§ TASK OBJECTIVE
List each line of the items below that contains the word "white", copying every such line in full.

§ AVAILABLE DATA
------------
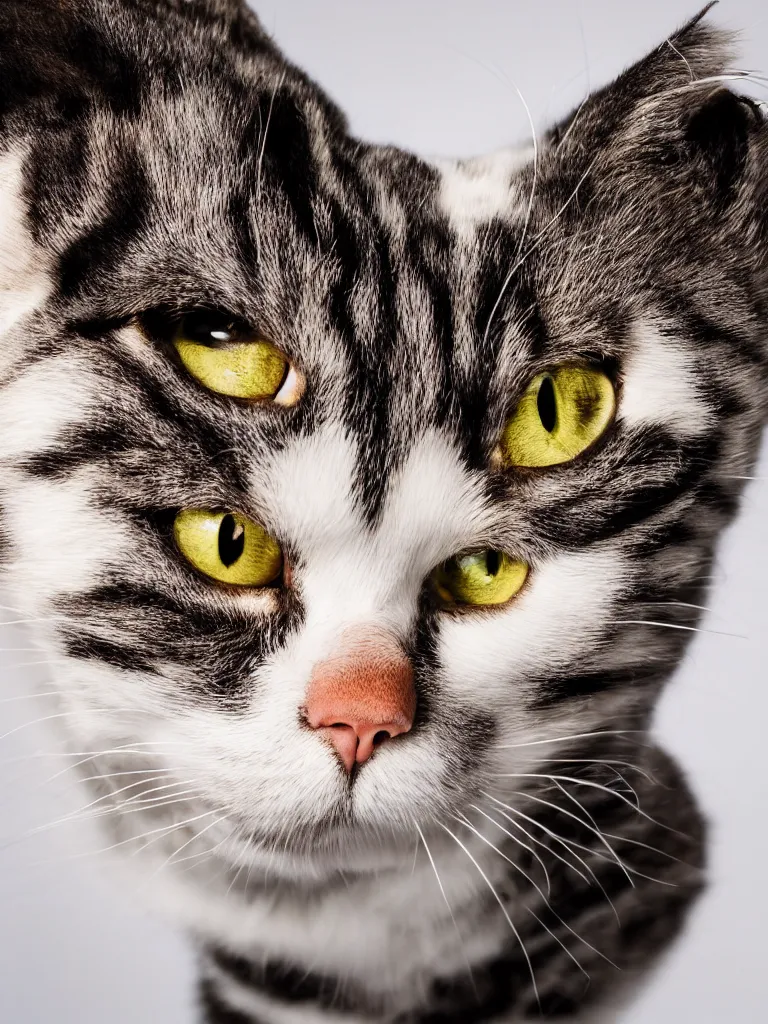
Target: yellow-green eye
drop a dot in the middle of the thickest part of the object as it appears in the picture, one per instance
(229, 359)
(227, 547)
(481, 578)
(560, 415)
------------
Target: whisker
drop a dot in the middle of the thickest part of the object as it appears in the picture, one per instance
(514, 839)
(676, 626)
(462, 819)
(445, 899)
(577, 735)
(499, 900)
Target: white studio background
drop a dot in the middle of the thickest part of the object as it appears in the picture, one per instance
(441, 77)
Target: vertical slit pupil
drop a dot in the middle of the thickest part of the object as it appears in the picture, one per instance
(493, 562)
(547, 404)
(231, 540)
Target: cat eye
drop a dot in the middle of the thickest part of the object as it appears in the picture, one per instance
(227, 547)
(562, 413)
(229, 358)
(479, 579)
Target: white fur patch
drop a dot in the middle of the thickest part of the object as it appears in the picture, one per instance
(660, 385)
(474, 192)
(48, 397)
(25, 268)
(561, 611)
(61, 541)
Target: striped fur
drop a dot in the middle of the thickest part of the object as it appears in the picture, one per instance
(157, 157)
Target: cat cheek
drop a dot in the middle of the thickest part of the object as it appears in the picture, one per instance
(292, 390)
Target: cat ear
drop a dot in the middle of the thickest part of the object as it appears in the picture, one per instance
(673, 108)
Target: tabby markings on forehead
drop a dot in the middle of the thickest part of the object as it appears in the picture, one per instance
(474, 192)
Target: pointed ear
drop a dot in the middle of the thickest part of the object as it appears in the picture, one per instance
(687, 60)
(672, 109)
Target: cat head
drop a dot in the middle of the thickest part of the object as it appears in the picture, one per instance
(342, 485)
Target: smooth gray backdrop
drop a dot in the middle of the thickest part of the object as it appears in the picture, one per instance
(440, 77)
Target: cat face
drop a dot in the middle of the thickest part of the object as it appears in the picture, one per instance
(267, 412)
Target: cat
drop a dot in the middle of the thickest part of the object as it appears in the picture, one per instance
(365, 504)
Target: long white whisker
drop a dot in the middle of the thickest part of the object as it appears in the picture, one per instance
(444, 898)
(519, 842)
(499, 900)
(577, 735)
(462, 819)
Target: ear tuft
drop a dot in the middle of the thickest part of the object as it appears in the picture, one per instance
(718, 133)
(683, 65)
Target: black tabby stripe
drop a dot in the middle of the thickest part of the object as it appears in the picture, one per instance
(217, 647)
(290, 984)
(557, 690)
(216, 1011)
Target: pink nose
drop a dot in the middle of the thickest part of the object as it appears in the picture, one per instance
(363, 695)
------------
§ RESULT FOR THIS EXERCISE
Target: white studio background
Target: white fur patch
Target: long white whisker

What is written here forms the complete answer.